PROBLEM: Lay out every line of the records below as a numbered list, leaving out blank lines. Omit the pictures from your answer.

━━ TASK DATA ━━

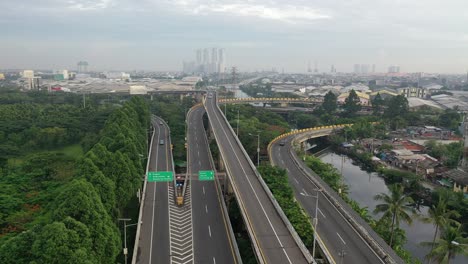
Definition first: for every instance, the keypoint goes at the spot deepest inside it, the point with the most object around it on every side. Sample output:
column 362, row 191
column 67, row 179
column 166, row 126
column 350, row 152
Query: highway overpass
column 152, row 240
column 213, row 238
column 343, row 235
column 273, row 238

━━━

FULL SOLUTION:
1. Definition first: for every instance, the keypoint goes at the spot deepest inside it, the point with the most object around it on every side. Sample output:
2. column 362, row 191
3. column 67, row 179
4. column 166, row 126
5. column 350, row 152
6. Query: highway overpass
7. column 152, row 240
8. column 213, row 238
9. column 343, row 235
10. column 273, row 238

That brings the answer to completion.